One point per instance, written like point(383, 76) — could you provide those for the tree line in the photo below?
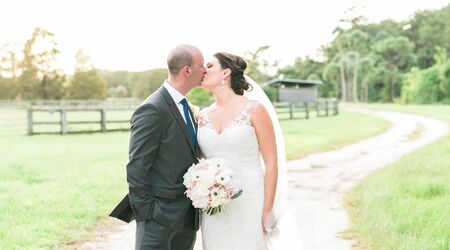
point(390, 61)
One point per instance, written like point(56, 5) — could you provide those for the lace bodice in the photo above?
point(236, 141)
point(241, 218)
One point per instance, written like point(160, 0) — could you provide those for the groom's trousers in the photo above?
point(151, 235)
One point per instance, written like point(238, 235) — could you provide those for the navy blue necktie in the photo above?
point(189, 123)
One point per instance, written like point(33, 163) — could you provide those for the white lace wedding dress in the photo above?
point(238, 226)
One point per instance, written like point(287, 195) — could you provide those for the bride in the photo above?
point(241, 129)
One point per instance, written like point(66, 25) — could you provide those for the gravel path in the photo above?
point(318, 183)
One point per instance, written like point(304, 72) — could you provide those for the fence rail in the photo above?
point(322, 107)
point(43, 115)
point(63, 122)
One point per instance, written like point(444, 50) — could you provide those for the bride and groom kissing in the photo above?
point(167, 138)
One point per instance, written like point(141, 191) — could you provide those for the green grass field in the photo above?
point(406, 205)
point(54, 188)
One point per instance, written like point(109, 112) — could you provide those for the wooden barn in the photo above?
point(296, 90)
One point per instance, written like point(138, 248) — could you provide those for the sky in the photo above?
point(137, 35)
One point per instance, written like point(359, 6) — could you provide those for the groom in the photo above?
point(163, 145)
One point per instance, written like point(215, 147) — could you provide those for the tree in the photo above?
point(86, 83)
point(258, 68)
point(396, 54)
point(146, 82)
point(9, 71)
point(39, 78)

REQUEST:
Copy the listing from its start through the line with "point(241, 129)", swapping "lace" for "silk" and keeping everything else the same. Leave the pictures out.

RESULT OF THIS EXERCISE:
One point per instance, written like point(383, 76) — could you provide those for the tree line in the photo below?
point(390, 61)
One point per instance, written like point(56, 5) — could you provide those for the silk bodice in the photo above?
point(236, 141)
point(241, 218)
One point per instance, written like point(160, 0) — could you provide those for the groom's trousers in the photo above?
point(151, 235)
One point per instance, written like point(238, 235) — could you provide those for the navy blue necktie in the photo above?
point(189, 123)
One point per instance, written like point(33, 163) — could you provide those for the white silk wedding dress in the photo above?
point(238, 226)
One point per instance, written like point(287, 195) — could you provide those for the bride in the photo above?
point(241, 129)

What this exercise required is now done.